***** Data entries *****

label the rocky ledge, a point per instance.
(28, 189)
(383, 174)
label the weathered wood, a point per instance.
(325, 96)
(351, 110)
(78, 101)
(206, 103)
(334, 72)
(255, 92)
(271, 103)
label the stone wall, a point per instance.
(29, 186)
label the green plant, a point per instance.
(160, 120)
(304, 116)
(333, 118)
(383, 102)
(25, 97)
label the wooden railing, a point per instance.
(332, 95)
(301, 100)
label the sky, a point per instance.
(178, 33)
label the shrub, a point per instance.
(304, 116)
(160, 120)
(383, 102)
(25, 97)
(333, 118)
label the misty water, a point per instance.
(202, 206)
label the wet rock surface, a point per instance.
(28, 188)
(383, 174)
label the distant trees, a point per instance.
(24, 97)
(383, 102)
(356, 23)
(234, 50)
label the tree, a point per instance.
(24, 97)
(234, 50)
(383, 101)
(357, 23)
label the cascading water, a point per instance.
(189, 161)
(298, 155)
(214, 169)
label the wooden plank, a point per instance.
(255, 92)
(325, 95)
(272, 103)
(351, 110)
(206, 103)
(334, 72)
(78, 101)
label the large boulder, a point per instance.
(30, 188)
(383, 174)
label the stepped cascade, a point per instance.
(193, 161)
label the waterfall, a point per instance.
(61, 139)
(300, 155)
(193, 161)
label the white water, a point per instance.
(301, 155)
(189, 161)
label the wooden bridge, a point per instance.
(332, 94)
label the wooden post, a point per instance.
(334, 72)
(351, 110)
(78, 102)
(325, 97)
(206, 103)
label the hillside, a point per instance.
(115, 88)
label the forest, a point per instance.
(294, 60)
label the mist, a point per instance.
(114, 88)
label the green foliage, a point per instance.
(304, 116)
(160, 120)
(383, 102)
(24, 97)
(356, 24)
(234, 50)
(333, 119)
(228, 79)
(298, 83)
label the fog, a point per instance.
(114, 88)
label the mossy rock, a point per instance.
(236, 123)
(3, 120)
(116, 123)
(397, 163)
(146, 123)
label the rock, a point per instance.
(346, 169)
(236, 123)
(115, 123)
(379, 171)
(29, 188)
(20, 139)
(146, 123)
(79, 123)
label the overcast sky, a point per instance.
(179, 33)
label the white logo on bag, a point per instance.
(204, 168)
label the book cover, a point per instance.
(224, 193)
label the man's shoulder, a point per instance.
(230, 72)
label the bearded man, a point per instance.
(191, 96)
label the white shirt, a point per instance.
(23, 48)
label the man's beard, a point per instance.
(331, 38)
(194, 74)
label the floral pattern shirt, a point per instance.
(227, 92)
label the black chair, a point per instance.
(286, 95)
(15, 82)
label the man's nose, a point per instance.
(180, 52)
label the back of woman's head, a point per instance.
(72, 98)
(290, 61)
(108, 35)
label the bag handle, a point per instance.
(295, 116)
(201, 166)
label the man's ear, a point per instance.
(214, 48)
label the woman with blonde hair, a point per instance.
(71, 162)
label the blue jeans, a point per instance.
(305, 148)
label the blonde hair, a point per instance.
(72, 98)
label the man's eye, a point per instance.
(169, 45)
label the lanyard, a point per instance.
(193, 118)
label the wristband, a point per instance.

*****

- **Written request**:
Reproduce the material starting at the line containing "label the black chair, a point per instance." and ending at the end of the material, swapping "blonde" for "fair" wherever it occurs and keeping everything else the same.

- **Task answer**:
label the black chair, a point per instance.
(286, 95)
(15, 82)
label the man's nose, a point per instance.
(180, 52)
label the back of woman's head, a point per instance.
(72, 98)
(290, 61)
(108, 35)
label the bag handle, a point per instance.
(295, 116)
(201, 166)
label the man's ear, a point per instance.
(214, 48)
label the woman with fair hair, a point per instance.
(71, 162)
label the blue jeans, a point per instance.
(305, 148)
label the fair hair, a point per instance.
(72, 98)
label the man's eye, a point per instance.
(169, 45)
label the lanyard, a point per instance.
(193, 118)
label the wristband, a point per instance.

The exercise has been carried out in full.